**AIM OF THE EXERCISE**
Would you restate the entries below word for word, leaving out the images?

Natural-language object grounding data
╔══

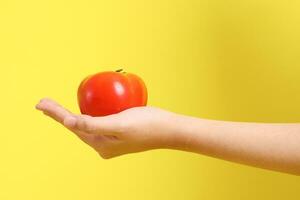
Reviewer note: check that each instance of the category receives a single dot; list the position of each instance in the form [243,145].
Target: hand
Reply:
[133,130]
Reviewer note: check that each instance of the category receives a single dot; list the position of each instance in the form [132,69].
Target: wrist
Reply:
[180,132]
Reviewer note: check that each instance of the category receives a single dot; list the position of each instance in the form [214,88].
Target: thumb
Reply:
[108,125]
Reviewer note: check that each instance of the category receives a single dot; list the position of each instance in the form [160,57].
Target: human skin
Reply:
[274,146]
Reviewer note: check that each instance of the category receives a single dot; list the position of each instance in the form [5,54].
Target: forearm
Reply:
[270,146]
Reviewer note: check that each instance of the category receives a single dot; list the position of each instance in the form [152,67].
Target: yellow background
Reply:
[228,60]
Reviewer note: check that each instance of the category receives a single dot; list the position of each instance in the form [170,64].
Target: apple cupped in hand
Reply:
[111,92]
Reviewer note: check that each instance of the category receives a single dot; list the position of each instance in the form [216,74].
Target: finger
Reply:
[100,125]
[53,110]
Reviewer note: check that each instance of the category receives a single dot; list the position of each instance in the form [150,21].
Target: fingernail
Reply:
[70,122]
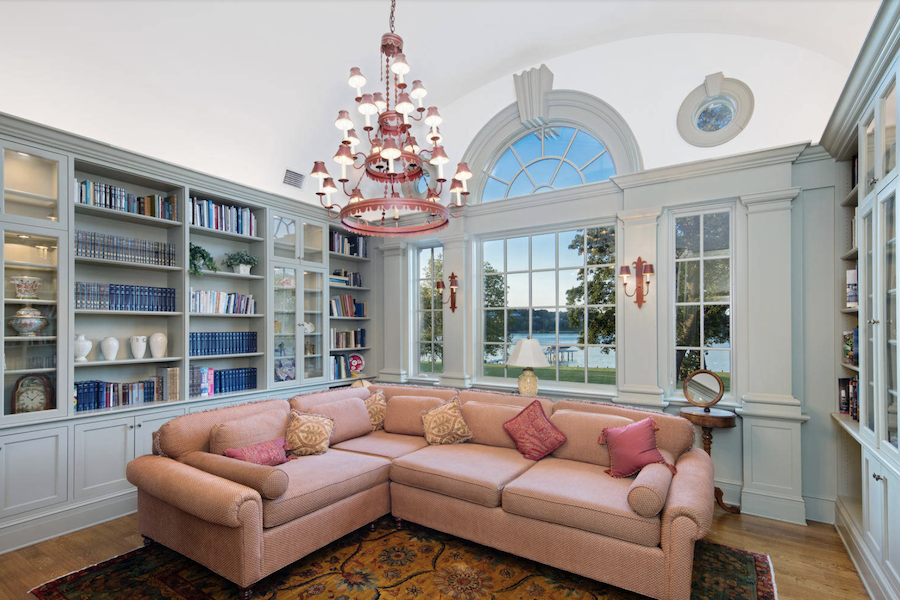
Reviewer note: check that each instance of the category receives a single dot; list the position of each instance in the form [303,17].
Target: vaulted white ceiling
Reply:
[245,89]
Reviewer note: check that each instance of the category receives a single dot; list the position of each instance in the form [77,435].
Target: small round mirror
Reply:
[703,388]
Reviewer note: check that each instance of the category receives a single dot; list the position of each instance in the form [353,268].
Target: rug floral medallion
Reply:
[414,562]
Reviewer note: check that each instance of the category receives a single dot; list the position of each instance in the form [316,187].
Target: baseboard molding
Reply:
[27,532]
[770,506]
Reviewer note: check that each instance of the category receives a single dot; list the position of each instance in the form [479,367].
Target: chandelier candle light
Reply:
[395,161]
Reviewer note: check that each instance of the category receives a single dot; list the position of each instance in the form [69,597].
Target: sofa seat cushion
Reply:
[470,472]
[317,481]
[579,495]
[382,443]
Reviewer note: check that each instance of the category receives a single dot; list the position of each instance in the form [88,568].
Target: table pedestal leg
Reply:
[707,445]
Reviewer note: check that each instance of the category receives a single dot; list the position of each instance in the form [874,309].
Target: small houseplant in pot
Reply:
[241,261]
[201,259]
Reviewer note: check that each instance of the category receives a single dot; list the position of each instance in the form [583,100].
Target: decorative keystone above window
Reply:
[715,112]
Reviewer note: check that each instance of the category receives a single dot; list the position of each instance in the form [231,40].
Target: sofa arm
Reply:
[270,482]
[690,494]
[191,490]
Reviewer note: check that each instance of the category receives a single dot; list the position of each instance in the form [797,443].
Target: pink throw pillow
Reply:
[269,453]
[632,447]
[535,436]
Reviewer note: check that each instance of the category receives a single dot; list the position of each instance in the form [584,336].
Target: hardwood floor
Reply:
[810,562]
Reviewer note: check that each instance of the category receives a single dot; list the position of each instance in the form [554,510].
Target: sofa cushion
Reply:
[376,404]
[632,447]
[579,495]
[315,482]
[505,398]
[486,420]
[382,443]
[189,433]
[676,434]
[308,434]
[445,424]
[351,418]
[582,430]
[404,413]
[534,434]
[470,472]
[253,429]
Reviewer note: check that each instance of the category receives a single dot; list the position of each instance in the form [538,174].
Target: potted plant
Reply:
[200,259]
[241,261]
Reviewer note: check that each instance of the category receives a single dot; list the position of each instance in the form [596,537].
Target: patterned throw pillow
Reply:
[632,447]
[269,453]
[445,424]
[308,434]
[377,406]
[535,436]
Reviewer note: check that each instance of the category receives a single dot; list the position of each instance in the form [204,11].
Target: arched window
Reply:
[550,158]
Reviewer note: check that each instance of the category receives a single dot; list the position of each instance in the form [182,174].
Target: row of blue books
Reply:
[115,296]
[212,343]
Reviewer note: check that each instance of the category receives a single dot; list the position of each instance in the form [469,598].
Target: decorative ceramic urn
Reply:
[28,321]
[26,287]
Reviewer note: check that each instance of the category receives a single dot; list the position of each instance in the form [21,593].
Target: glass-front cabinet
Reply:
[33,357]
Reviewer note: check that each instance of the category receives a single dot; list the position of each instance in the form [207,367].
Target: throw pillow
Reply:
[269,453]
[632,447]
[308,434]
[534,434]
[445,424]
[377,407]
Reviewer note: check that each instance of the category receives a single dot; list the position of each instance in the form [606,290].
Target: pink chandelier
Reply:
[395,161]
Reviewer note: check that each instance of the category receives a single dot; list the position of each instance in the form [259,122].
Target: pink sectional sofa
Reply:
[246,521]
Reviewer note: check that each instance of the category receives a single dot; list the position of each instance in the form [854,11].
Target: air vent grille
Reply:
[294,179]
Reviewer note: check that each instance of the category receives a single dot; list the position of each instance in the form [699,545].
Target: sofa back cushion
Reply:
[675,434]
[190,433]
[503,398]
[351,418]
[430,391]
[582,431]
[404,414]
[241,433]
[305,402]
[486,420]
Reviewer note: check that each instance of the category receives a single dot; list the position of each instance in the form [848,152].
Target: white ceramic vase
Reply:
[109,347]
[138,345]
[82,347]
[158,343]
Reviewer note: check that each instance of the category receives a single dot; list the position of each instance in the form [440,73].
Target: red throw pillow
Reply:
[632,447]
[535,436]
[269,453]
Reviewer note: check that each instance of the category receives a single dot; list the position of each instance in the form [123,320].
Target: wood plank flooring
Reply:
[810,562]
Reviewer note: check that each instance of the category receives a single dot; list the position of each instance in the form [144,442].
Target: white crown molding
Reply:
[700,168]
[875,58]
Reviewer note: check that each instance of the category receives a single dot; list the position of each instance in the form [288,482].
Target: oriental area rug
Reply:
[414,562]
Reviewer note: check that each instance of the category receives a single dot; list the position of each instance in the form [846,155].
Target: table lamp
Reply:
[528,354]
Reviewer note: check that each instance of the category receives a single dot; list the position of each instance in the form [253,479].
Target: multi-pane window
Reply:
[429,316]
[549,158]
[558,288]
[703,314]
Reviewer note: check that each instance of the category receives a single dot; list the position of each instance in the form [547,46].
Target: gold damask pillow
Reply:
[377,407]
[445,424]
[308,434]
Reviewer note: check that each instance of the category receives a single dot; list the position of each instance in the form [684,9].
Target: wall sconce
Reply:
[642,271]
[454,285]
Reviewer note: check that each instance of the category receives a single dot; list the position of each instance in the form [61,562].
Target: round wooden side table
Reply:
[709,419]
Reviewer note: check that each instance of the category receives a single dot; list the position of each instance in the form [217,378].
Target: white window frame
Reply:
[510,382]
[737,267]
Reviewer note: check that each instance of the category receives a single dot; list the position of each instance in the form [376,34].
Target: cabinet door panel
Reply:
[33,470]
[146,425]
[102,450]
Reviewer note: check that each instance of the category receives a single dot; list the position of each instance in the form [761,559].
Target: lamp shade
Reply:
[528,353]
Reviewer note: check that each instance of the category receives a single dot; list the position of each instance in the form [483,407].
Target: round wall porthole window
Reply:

╚══

**YOUR SOLUTION**
Reviewer note: check that each instance of the category receives a single dot; list the position of each instance in the form [243,145].
Target: hand
Reply:
[133,130]
Reviewer note: check that each instance of the category receives a single dot; list the position of each instance in the form [132,69].
Target: wrist
Reply:
[180,132]
Reviewer note: check that each instance of the category receives a single dot; list the position of each instance in the form [214,88].
Target: thumb
Reply:
[108,125]
Reviewer note: check that each instance of the category receives a single dot; list the position of each instance in the form [160,57].
Target: human skin
Reply:
[274,146]
Reviewer note: check that each instance of the category receives a single dot; list the position of each instance in the form [5,54].
Target: forearm
Reply:
[270,146]
Reviewer note: check that each instance of the category receives a single dot; list the position of each instance in the form [152,67].
Target: yellow background
Reply:
[228,60]
Reviewer note: check that each instance of the category receives a single dot; list the position of each instance in the form [170,64].
Target: apple cupped in hand
Reply:
[111,92]
Reviewer note: check that each instance of the category receives a single dot; list the position of each instance in the form [216,74].
Target: finger
Reply:
[100,125]
[53,110]
Reviewer note: check that each instance of the category receives a single dot; list the position of each instance in the form [150,21].
Target: fingernail
Reply:
[70,122]
Reviewer note: check that each instance of the category receives a single dot; list the position of each instance in the form [303,17].
Target: vaulted white ceiling
Reply:
[245,89]
Reviewer note: check that each instance of the category receives a single dot; list the position of each instance in the form [77,435].
Target: small round mirror
Reply:
[703,388]
Reviewer note: check that each instance of the category receives a single dot; list the position of each instance in the form [353,268].
Target: rug floral medallion
Reply:
[414,562]
Reviewer note: check that each instance of the category receives a single dot; list the position of each instance in the form [316,187].
Target: baseboard molding
Reply:
[27,532]
[770,506]
Reviewer note: check that each instance of the category receives a single dot; list the position of each instance in the form [479,367].
Target: chandelier candle light
Reply:
[395,161]
Reviewer note: check that each instance of the category receives a single dot; list the position of each instance in the form [69,597].
Target: sofa seat cushion
Reply:
[470,472]
[317,481]
[579,495]
[382,443]
Reviewer note: check that each instance of the category receives a single dot; list the position of each instance in the form [88,568].
Target: table pedestal leg
Reply:
[707,445]
Reviewer note: check that each instance of the category receives a single dot; list the position of each instance in the form [874,309].
Target: small houseplant in pot
Reply:
[241,261]
[201,259]
Reviewer note: check that each instance of the category receives a single dot; list the position of each instance in the form [583,100].
Target: decorative keystone above window
Reply:
[715,112]
Reviewer note: check that each instance of the category receives a single dot; list the position of each instance in the form [231,40].
Target: sofa arm
Reply:
[270,482]
[690,494]
[191,490]
Reviewer note: check that each instance of the category receives a single dot; list the position of each instance in the form [797,443].
Target: pink throw pillow
Reply:
[269,453]
[632,447]
[535,436]
Reviewer note: check that each instance of the category receives a single dot; list the position of each instance in the form [584,336].
Target: hardwood floor
Reply:
[810,562]
Reviewer note: check that each instance of the category receives a single dot; list the position of each instance in the form [554,510].
Target: sofa cushion
Reply:
[376,404]
[632,447]
[579,495]
[315,482]
[505,398]
[486,420]
[382,443]
[189,433]
[676,434]
[308,434]
[445,424]
[351,418]
[582,430]
[404,413]
[534,434]
[470,472]
[253,429]
Reviewer note: check that each instance of the category receives a single dot; list the position of each instance in the form [538,174].
Target: potted plant
Reply:
[200,259]
[241,261]
Reviewer note: check that each instance of the category receives a single dot; list the position of each instance in the form [596,537].
Target: patterned throw pillow
Reply:
[632,447]
[269,453]
[445,424]
[308,434]
[377,406]
[535,436]
Reviewer note: check that each instance of the category receives a single dot; list the position of each instance in the form [204,11].
Target: arched window
Reply:
[550,158]
Reviewer note: check that each instance of the category receives a single dot; list the position of each instance in the form [182,174].
Target: row of blue books
Reply:
[115,296]
[212,343]
Reviewer note: check that each instance of the category receives a single dot; list the position of each instance in the form [469,598].
Target: decorative ceramic urn
Reply:
[28,321]
[26,287]
Reviewer note: check that each instance of the category receives a single dot; list the position of each instance in the form [21,593].
Target: glass-front cabinet
Reply:
[33,357]
Reviewer note: check that each instance of the category receives a single dot; list the position of each instance in the form [207,367].
Target: throw pillow
Reply:
[269,453]
[632,447]
[308,434]
[534,434]
[445,424]
[377,407]
Reviewer note: check that each instance of the category receives a single dot; list the position of each instance in the form [606,290].
Target: pink chandelier
Reply:
[395,161]
Reviewer note: check that each instance of the category receives a single dot; list the position of each instance in the form [259,122].
Target: pink sectional sofa
Reply:
[246,521]
Reviewer note: check that each instance of the category receives a single dot; list the position of each instance in the form [854,11].
Target: air vent grille
Reply:
[294,179]
Reviewer note: check that each instance of the category receives a single dot; list the position of each instance in the form [699,545].
Target: sofa back cushion
Reply:
[675,434]
[190,433]
[503,398]
[351,418]
[430,391]
[582,431]
[404,414]
[241,433]
[305,402]
[486,420]
Reviewer note: check that each instance of the category receives a single dot; list the position of each instance in the form [848,152].
Target: white ceramic vase
Reply:
[109,347]
[138,345]
[82,347]
[158,343]
Reviewer note: check that each instance of the category receives a single dot; list the position of each instance in the form [440,73].
Target: red throw pillow
Reply:
[632,447]
[535,436]
[269,453]
Reviewer note: check that each instance of the category receives a single dot; list the position of each instance in the form [123,320].
Target: wood plank flooring
Reply:
[810,562]
Reviewer note: check that each instance of the category receives a single dot; list the position of each instance in the form [144,442].
Target: white crown molding
Reply:
[700,168]
[875,58]
Reviewer note: check that each instance of the category receives a single dot; list the position of each instance in the form [288,482].
Target: oriental area rug
Reply:
[414,562]
Reviewer note: check that each instance of the category receives a single dot; list the position of each instance in the form [846,155].
Target: table lamp
Reply:
[528,354]
Reviewer note: check that each instance of the category receives a single dot; list the position of each instance in the form [253,479].
Target: multi-pane window
Reply:
[429,316]
[549,158]
[558,288]
[703,314]
Reviewer note: check that each instance of the category receives a single dot; list the position of each instance in the form [547,46].
Target: gold damask pillow
Reply:
[377,407]
[445,424]
[308,434]
Reviewer note: check that each instance of the category receives a single dot; list the position of each instance in the form [684,9].
Target: wall sconce
Reply:
[642,271]
[454,285]
Reviewer note: check that each instance of the category receives a single dot; list the position of each instance in the form [61,562].
Target: round wooden side table
Reply:
[709,419]
Reviewer note: check that each instance of the category receives a single dot; list the position of each instance in the form [217,378].
Target: white window frame
Reply:
[510,382]
[737,267]
Reviewer note: check that each instance of the category receives a single dot; list the position of each instance in the form [376,34].
Target: cabinet door panel
Reply:
[33,470]
[146,425]
[102,450]
Reviewer note: check that each instance of the category receives a single dot; list the position of each instance in the form [761,559].
Target: lamp shade
Reply:
[528,353]
Reviewer note: check that each instance of the category receives a single dot; list the position of each instance in the form [483,407].
Target: round wall porthole window
Reply:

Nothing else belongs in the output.